--- How to complete this task ---
Only lines containing "query" belong in the answer, each copied from the entries below.

Region pointing data:
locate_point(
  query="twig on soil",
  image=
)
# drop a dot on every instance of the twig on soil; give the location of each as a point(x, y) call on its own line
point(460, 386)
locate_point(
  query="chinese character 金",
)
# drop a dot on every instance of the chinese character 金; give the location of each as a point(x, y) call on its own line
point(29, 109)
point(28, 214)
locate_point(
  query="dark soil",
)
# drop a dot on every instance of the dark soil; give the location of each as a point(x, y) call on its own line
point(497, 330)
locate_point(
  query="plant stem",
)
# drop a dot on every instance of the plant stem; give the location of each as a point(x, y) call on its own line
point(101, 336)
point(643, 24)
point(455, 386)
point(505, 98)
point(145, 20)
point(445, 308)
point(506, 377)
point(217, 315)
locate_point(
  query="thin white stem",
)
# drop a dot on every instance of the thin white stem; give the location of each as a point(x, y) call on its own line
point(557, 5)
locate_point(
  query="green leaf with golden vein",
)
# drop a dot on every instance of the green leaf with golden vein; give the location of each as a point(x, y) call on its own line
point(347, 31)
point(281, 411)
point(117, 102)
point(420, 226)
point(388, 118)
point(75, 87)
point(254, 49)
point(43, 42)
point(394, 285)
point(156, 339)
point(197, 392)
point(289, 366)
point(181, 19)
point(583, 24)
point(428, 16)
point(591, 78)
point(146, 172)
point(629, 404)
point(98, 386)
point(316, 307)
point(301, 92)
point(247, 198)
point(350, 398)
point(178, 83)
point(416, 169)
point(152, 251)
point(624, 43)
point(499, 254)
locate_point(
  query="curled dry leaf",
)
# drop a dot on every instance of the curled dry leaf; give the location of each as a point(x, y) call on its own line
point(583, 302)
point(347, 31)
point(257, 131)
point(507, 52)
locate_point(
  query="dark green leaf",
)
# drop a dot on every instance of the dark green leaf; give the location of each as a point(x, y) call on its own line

--- Reply to the exercise ---
  query="twig on soil",
  query="chinese character 金",
  query="dark soil",
  query="plant stem",
  query="thin white stem",
  query="green leaf with golden vein",
  query="curled dry leaf",
  query="dark green leaf",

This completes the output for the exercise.